··· Seçilen Metin

1. Yusuf’um Bir Gün Gelir Mi?
İzvid-i Ulvi Köyünün (Yukarı Çağlar)
askere gönderdiği gençler arasından Yemen, Suriye, Balkanlar ve Çanakkale Savaşlarından
84 tane dağ gibi yiğidin şehitlik haberi ulaşmıştır.
O zamanda Nevahi’den çıkıp Karaman’a
gitmek için yolunun başlangıç noktası İzvid-i Ulvi Köyündeki su değirmenlerinin
bulunduğu Değirmenönü’nden başlar Balkusan, Yellibel üzerinden Karaman’a
ulaşılırmış. Nevahi’nin Karaman’a giden bu yol yaya ve katırla yolculuğa uygun
bir yoldur. Değirmenönü; ayrılığın ve kavuşmanın başlangıç noktasıdır aslında.
İzvid-i Ulvi Köyünde yaşayan Yusuf
ve Ayşe çifti yakın bir zamanda evlenmişler. Henüz yeni evli olduklarından
çocukları yoktur. Lakin zaman kötü; düşmanlar yurdumuza göz koyup paramparça
etmeye çalıştıkları bir dönem. Seferberlik ilan edilir, emir dâhilinde Ayşe gelinin
civan gibi kocası Yusuf’ta Çanakkale’ye gönderilir.
Savaş başlamış, zaman ilerledikçe Çanakkale;
Arıburnu’nda, Lâpseki’de, Anafartalar’da şehit düşmüş yiğitlerin şehitlik künyeleri Halimiye Askerlik
Şubesinden köye ulaşıp
okundukça köy mateme bürünüp yaslar tutulur olmuş.
Ayşe gelin yokluk, fakirlik içinde
giysilerinde oluşan deliklerin üzerine bulduğu kumaş parçalarını yamayarak
yaşamını devam ettirirken bir gün Yusuf’un da şehitlik haberi Halimiye (Tepebaşı) Askerlik
Şubesinden şehitlik künyesi köye
ulaşır. Feryatlar, figanlar yükselir, köylü tekrar mateme bürünür.

······
··· Veriler

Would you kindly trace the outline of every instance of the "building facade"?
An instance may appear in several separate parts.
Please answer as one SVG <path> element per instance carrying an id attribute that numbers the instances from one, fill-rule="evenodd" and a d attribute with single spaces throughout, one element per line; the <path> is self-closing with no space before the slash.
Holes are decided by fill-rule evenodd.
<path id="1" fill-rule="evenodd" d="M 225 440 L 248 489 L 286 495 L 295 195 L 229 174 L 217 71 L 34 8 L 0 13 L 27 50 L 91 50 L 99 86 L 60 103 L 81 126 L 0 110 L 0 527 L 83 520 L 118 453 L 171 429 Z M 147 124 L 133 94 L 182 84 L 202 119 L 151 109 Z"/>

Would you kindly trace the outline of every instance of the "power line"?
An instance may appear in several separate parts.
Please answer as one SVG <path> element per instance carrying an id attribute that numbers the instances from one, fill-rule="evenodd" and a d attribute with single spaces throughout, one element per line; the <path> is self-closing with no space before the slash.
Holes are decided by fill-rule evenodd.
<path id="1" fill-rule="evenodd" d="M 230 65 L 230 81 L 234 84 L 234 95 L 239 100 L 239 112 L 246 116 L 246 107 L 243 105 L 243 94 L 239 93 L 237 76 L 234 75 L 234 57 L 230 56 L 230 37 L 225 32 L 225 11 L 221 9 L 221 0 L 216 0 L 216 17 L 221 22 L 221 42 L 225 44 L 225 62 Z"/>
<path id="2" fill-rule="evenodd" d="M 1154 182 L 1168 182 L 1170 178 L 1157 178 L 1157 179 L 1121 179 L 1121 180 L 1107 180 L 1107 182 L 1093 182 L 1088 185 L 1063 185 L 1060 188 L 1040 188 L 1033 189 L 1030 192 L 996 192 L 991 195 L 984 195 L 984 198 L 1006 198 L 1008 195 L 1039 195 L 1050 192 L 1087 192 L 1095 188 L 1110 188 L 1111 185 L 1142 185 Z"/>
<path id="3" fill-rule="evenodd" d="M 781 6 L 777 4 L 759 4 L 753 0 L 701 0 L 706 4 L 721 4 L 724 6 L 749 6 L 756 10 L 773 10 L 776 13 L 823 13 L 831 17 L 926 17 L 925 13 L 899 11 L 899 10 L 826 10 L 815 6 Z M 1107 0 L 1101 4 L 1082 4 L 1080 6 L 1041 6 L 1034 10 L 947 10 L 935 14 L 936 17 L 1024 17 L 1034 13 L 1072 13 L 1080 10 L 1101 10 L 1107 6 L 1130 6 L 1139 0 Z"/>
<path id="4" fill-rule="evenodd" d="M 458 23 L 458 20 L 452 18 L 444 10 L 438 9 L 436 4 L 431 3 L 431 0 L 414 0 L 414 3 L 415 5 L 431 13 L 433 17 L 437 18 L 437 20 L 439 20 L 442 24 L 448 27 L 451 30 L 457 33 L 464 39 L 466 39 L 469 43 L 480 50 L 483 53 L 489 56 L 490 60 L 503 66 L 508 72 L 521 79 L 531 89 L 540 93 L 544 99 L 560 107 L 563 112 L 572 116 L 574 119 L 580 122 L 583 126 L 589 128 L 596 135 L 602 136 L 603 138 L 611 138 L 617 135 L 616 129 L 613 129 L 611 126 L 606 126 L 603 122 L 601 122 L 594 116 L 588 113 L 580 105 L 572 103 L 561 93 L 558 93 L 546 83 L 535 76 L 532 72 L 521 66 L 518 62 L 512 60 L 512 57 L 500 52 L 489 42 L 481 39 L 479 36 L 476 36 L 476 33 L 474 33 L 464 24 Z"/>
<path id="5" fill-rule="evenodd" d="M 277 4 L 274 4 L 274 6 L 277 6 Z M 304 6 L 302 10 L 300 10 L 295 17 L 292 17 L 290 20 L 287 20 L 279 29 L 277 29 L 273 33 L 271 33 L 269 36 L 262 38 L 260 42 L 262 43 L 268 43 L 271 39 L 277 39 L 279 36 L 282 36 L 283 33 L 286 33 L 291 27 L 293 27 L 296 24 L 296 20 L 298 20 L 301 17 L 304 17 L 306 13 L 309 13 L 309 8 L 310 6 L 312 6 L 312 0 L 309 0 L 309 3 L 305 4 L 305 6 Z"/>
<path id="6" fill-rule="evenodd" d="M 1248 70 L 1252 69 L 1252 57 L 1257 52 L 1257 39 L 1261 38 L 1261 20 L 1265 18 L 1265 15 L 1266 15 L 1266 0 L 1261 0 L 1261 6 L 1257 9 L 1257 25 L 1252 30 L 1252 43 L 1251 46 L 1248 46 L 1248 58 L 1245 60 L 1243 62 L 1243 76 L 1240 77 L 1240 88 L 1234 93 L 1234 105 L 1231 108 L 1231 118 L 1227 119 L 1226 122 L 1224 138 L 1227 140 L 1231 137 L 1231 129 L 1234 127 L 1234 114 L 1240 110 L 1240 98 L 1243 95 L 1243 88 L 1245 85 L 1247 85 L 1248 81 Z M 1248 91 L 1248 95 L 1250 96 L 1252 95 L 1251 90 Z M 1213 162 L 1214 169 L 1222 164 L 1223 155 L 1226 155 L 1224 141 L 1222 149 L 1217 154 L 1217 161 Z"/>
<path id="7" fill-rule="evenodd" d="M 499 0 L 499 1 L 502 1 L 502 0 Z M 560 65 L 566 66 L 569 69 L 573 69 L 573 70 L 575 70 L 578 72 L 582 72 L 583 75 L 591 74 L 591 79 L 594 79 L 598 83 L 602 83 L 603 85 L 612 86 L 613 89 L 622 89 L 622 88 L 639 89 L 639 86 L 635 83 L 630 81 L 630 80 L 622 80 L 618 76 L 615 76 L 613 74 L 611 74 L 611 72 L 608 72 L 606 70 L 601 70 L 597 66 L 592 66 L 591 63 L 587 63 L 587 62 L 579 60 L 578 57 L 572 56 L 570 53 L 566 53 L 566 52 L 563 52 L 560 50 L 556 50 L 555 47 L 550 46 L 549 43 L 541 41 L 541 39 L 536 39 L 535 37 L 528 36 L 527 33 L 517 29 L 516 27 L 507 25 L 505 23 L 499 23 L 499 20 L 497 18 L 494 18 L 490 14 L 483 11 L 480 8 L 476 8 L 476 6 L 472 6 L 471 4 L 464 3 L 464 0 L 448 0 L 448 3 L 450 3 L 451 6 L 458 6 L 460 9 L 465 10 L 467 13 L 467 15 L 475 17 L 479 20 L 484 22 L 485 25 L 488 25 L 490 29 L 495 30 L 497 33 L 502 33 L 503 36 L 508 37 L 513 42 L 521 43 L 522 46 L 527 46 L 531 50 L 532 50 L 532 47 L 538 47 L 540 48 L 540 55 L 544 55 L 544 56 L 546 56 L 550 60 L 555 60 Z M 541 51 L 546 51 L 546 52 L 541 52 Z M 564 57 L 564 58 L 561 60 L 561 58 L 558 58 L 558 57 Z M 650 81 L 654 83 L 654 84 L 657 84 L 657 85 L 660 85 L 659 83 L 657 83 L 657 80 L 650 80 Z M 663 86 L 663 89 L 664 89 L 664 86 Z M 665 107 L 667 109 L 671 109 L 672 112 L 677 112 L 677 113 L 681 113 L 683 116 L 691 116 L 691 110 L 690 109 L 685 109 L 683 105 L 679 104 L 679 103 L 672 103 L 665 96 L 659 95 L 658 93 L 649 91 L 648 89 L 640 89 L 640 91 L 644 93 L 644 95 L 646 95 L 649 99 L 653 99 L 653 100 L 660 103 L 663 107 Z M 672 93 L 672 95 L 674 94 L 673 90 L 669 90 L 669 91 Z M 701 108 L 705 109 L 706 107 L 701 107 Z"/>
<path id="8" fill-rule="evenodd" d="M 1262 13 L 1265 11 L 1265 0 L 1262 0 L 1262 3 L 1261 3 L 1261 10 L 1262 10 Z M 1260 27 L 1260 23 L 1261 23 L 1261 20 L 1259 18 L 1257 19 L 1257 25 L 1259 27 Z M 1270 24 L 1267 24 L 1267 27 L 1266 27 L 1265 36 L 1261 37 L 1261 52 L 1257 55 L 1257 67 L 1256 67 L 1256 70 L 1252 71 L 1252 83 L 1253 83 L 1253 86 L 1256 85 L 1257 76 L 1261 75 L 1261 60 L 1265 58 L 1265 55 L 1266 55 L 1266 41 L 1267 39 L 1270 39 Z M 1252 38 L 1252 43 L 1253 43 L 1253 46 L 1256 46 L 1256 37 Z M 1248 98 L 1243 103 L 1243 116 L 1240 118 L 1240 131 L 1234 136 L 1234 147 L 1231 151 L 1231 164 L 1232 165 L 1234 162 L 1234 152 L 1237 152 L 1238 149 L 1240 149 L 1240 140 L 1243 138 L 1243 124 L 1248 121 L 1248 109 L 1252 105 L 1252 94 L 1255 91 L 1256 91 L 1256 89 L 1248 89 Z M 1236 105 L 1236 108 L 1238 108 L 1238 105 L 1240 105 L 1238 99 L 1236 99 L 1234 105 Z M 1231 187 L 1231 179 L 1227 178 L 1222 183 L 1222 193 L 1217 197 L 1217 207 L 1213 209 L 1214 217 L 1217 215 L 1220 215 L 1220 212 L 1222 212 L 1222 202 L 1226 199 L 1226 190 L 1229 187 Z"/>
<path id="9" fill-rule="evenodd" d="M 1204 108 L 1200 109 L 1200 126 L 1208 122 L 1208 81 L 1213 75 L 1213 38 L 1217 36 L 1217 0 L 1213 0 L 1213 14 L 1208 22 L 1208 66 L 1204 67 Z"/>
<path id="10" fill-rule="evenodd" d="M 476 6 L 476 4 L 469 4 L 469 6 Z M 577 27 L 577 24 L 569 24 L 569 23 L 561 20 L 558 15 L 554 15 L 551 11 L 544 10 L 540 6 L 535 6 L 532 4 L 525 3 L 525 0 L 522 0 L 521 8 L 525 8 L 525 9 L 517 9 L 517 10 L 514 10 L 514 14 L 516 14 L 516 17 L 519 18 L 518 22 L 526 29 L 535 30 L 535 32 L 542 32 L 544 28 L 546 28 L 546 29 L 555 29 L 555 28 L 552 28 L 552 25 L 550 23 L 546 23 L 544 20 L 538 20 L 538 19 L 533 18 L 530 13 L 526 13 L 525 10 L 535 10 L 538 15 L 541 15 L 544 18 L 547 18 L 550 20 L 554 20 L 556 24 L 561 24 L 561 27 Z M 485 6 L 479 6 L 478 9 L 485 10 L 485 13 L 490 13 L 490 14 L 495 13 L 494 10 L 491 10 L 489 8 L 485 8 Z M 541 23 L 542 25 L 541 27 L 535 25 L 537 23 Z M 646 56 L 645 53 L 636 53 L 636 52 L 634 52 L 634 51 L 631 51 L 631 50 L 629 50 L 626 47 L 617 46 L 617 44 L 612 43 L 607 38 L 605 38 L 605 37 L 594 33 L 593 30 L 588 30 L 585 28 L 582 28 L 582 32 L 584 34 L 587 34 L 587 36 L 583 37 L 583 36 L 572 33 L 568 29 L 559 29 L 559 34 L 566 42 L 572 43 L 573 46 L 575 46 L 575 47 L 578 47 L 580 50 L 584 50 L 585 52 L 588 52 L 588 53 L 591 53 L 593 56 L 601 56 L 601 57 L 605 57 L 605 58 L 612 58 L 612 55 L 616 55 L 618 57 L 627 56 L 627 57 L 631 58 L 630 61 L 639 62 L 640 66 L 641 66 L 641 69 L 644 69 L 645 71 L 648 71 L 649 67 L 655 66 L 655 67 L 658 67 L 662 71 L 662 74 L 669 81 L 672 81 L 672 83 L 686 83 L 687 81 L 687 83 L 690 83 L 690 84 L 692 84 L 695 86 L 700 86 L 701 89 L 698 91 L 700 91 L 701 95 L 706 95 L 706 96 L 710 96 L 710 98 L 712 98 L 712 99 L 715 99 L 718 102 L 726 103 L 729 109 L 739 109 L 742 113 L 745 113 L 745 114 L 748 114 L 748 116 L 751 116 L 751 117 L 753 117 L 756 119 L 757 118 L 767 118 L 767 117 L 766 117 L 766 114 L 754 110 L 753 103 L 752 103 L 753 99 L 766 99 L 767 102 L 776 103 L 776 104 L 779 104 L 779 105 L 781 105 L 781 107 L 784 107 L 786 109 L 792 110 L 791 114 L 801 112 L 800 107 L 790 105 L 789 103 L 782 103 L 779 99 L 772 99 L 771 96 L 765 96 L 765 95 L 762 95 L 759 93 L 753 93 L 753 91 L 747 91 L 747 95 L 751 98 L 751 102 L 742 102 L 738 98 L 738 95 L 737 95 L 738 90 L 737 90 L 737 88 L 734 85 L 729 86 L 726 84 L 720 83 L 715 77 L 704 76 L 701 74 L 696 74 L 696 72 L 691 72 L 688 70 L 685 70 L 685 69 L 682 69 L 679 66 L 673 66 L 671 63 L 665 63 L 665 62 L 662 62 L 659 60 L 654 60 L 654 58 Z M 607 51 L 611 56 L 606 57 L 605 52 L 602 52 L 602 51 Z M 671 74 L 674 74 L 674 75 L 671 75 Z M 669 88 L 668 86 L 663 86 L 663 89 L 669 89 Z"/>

······

### Yazılı Yönerge
Yusuf ile Ayşe'nin hikâyesini anlatan metni, son cümlesinden sonra gelecek bölümü yazarak devam ettiriniz.

### Alıştırma Yanıtı
Ateş düştüğü yeri yakar. Bu defa
ateş Ayşe gelinin yüreğinde harlar, kül içinde saklı kalan korlar ise yüreğinin
içinde yanarda yanar. Bir yandan da fakirlik, Ayşe gelinin entarisine yama yama
eklenir. Derler ki; entarisindeki bu yamaların asıl nedeni erkeklerin kendisine
bakmasını engellemek, dikkat çekmemek, çirkin görünüp namusunu korumak içindir.
Gün olur Ayşe gelinin lakabı üzerindeki yamalar nedeniyle Cubbalı Karı olarak
söylenmeye başlar.
Cubbalı Karı kocasının şehit
olduğunu haberini aldıktan sonra ömrü boyunca her gün Değirmenönü’ne gider. Değirmenönü
yiğidinden ayrıldığı yerdir. Gözlerini yolun geldiği (İzvid-i Sufli) Aşağı
Çağlar Kebeni’ne diker, iki gözü iki çeşme ağlar, yas tutar Karaman’dan gelenlere;
“Kocam
yaşıyordur!
Yusuf’um
yaşıyordur!
Yanlış
görmüşlerdir Yusuf’umu.
Ölenlerin
arasında o yaralı kalmıştır.
Yanlış
görmüşlerdir Yusuf’umu, değil mi komşular?” diye gözyaşı dökermiş. Gözleri
yeniden uzaklara takılır “Acaba Yusuf’um bir gün gelir mi?” diye konuşur, iç
geçirirmiş.
Cubbalı Karı’ya umudu yok olmasın, kırmasın
diye bir şey söylemezlermiş. Onun bu söyledikleri çevresinde bulunanlar ve konum
komşu tarafından hep duyulurmuş.
Cubbalı Karı’nın ölümü yaklaştığı
son günlerinde dahi “Acaba Yusuf’um bir gün gelir mi?” diye söylediğini hep duyanlar
olmuş.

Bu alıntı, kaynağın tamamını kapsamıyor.